** Begin **

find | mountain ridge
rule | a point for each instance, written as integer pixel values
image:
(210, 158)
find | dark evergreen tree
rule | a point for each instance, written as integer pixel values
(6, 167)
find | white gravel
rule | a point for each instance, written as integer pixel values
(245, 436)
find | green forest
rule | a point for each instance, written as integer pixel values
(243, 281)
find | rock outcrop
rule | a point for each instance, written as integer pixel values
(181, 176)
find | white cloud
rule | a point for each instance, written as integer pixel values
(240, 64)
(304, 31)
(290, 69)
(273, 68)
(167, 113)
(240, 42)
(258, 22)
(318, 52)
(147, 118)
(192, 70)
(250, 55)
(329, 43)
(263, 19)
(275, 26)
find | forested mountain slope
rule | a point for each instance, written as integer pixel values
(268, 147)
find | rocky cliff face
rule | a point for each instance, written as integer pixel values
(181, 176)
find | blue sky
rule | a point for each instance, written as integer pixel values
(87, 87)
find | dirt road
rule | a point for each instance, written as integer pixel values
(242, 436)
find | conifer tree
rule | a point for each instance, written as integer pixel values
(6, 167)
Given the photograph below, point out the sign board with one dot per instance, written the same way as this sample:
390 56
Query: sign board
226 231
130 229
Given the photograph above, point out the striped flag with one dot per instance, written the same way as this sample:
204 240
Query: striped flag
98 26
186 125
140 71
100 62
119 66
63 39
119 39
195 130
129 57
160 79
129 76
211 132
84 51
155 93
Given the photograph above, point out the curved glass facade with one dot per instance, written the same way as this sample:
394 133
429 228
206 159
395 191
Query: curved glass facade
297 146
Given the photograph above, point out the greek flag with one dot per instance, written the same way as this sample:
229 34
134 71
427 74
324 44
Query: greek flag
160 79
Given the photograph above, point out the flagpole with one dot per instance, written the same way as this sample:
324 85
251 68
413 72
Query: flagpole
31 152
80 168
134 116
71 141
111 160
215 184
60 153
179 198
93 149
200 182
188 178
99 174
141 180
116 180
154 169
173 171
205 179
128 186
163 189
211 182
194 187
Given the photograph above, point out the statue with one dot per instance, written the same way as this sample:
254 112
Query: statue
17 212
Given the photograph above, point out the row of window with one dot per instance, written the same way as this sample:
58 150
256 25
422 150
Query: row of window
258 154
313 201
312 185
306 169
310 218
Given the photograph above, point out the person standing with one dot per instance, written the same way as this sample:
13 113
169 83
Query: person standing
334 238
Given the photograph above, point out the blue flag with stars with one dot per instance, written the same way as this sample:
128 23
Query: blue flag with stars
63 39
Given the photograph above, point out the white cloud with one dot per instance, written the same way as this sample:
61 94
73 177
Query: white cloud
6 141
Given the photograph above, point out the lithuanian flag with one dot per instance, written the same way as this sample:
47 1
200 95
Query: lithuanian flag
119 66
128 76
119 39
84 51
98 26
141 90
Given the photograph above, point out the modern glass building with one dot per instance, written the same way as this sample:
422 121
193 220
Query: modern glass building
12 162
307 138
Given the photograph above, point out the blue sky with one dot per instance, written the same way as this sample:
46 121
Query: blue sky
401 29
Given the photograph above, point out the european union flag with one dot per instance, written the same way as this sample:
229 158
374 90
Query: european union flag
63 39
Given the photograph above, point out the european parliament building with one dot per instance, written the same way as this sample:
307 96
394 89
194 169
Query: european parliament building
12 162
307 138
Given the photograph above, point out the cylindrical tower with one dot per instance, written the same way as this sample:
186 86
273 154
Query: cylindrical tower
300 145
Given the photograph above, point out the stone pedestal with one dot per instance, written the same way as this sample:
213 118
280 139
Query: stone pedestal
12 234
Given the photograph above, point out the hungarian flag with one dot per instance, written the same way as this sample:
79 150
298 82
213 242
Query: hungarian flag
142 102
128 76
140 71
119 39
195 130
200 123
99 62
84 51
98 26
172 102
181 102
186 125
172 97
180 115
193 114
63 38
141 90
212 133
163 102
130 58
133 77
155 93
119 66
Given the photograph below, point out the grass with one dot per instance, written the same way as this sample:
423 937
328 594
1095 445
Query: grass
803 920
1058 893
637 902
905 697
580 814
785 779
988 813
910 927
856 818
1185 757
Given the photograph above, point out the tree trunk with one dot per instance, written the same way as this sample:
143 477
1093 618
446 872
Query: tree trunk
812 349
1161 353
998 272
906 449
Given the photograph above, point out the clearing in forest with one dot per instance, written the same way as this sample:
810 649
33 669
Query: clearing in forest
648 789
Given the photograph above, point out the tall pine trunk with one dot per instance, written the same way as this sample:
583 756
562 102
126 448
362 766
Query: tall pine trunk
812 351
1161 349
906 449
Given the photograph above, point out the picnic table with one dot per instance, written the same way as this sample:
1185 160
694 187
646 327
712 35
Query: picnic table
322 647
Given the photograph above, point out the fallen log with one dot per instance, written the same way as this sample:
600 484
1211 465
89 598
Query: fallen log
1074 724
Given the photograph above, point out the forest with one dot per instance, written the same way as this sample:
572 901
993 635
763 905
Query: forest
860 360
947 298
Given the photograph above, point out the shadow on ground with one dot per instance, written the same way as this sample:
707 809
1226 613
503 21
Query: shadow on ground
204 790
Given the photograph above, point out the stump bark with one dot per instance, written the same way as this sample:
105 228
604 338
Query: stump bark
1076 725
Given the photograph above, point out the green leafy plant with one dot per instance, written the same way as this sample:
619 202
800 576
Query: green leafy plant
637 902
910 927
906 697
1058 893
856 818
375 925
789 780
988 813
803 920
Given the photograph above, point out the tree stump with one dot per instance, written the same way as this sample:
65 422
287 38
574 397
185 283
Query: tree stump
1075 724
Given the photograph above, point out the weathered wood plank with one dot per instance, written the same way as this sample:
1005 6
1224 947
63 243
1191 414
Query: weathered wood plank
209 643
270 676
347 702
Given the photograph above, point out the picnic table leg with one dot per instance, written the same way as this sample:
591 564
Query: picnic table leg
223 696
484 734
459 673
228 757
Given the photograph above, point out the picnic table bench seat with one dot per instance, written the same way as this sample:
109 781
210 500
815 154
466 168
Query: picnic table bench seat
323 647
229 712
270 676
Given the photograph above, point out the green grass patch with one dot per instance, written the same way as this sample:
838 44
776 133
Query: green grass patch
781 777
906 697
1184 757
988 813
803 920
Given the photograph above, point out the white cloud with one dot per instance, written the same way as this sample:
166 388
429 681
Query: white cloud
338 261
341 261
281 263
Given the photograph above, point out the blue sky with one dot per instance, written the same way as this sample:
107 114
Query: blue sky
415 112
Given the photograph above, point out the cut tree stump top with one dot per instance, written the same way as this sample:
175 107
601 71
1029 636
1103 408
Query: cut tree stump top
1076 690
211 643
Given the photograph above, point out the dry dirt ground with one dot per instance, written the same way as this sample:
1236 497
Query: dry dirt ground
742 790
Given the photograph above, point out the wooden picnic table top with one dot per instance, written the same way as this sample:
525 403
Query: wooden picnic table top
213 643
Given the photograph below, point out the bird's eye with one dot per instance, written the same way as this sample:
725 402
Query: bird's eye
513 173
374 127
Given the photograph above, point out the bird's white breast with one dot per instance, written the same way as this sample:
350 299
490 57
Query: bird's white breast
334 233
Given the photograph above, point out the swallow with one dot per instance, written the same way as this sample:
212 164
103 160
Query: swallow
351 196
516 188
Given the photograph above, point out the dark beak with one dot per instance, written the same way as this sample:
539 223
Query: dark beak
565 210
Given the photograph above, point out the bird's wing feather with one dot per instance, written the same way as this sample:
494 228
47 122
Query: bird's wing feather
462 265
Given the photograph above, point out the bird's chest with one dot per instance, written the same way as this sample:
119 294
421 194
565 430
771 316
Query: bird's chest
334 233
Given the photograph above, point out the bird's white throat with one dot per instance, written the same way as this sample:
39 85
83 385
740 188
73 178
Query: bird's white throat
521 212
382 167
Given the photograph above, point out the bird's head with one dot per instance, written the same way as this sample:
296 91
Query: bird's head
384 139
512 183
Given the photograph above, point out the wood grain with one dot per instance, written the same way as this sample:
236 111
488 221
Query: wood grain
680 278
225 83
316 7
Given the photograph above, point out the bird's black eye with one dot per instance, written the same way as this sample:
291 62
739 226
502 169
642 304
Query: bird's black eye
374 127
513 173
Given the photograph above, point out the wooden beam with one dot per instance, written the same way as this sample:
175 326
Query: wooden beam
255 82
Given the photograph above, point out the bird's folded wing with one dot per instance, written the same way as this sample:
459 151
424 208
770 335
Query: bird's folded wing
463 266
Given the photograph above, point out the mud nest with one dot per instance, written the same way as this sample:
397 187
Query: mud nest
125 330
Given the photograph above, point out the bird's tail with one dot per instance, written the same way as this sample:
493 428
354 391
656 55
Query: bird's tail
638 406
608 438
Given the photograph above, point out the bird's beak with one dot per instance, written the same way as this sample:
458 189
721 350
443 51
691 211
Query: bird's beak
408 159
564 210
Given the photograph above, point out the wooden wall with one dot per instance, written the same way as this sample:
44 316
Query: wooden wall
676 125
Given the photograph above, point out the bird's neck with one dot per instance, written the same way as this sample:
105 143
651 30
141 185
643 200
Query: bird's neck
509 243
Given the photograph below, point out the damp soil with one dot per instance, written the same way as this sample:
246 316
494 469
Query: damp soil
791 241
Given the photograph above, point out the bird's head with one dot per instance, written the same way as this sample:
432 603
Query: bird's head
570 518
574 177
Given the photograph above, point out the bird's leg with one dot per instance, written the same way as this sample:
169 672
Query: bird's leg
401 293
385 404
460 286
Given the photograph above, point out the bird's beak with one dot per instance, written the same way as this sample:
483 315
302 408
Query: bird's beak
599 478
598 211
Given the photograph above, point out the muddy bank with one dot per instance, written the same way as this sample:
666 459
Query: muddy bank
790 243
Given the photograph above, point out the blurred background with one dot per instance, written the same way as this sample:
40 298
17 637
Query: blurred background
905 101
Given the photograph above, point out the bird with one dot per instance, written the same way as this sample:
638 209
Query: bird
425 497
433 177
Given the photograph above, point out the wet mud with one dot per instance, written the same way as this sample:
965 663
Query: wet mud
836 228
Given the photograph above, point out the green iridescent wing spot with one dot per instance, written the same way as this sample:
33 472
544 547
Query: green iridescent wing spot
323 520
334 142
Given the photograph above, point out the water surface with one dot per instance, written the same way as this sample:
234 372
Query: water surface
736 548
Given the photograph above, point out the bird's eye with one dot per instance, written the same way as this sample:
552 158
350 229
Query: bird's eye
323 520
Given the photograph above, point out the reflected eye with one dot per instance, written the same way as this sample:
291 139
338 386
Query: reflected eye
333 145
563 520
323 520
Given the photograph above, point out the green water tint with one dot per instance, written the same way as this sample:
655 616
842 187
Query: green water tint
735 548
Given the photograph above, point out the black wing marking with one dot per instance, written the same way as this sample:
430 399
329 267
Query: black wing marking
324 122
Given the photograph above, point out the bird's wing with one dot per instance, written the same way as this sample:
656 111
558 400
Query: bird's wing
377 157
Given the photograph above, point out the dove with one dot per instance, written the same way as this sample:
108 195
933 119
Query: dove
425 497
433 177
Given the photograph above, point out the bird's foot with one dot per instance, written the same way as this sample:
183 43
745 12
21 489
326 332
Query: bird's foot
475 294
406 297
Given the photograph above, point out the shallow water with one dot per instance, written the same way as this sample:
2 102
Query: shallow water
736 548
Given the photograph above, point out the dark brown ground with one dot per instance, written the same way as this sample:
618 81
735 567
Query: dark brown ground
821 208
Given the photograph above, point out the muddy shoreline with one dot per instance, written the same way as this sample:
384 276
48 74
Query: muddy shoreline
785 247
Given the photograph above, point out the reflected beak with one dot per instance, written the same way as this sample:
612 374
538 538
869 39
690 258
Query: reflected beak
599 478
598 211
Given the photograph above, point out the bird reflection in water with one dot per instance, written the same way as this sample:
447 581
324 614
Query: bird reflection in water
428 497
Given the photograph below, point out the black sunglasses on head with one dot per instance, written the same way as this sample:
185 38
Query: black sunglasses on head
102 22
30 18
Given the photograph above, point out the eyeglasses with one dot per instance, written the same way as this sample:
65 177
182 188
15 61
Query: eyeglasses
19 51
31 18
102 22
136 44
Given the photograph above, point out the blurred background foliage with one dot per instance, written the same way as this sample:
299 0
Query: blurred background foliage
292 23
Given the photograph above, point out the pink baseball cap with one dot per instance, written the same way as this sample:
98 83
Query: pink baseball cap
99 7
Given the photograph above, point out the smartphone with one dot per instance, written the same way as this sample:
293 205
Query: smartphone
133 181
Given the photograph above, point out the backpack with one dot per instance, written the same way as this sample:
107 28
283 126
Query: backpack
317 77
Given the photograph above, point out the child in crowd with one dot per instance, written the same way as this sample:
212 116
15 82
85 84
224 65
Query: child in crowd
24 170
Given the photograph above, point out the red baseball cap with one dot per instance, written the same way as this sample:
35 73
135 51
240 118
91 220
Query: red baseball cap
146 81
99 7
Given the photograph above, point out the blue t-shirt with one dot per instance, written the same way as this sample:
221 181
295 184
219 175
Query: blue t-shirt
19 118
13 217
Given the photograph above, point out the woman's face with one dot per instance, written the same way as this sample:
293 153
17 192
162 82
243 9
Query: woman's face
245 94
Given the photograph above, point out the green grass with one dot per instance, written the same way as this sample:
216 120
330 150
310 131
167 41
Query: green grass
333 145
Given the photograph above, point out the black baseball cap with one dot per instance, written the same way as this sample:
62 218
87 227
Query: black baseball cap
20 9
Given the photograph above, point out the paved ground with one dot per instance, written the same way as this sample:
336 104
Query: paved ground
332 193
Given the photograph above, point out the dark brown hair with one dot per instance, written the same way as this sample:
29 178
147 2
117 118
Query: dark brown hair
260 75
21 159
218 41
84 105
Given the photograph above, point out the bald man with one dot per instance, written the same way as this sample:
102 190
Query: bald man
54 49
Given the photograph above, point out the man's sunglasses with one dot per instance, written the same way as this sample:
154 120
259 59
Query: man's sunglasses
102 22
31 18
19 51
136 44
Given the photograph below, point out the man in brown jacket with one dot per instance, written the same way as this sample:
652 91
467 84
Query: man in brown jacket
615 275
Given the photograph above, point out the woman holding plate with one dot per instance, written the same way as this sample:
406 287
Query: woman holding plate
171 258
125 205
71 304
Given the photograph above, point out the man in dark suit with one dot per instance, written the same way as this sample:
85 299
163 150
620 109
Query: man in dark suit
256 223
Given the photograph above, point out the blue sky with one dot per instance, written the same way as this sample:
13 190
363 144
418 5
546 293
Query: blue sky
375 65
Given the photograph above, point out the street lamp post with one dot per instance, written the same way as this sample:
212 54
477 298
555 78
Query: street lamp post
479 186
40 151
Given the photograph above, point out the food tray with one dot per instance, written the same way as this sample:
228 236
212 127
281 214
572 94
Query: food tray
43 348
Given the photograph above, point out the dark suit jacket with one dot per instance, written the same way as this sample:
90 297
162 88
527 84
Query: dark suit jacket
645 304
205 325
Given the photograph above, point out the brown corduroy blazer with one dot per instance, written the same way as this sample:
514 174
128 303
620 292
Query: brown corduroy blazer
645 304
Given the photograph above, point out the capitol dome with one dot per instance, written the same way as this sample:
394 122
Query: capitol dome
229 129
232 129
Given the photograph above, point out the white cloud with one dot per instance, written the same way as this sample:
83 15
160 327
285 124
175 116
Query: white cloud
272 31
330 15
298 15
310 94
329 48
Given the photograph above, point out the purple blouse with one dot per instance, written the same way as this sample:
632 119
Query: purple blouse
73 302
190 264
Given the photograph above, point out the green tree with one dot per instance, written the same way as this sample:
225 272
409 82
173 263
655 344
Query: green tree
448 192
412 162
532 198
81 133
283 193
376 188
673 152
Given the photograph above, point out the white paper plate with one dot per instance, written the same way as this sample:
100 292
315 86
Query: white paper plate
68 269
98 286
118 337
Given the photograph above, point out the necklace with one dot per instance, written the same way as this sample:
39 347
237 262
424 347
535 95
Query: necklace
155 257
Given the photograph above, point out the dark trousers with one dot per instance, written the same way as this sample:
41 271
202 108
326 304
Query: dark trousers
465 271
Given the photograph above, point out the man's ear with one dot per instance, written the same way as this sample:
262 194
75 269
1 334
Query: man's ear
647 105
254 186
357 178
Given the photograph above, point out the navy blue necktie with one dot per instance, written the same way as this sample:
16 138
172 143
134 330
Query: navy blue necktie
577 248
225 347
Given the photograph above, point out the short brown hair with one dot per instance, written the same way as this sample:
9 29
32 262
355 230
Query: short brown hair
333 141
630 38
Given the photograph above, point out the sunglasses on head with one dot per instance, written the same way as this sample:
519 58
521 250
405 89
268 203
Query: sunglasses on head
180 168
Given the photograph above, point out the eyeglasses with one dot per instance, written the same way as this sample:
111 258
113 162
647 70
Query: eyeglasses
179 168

** End **

→ **INSTRUCTIONS FOR THE TASK**
Nothing but the lines from the line with "Given the photograph above, point out the short" to the last line of the listing above should appear; please retype them exactly, both ends included.

→ **FINISHED TASK**
Given the photograph above, point out the short brown hair with one dot per instance, written the same way as this sample:
9 29
32 262
355 230
Query: short brown hair
333 141
630 38
Given the photograph above, point out the sunglasses on head with one dot per instance, written the same way as this sample:
519 58
521 250
405 89
268 203
Query: sunglasses on head
180 168
Given the photograph above, point out the eyeglasses with one dot per instance, written the same way as this sample:
111 258
113 162
647 70
Query: eyeglasses
179 168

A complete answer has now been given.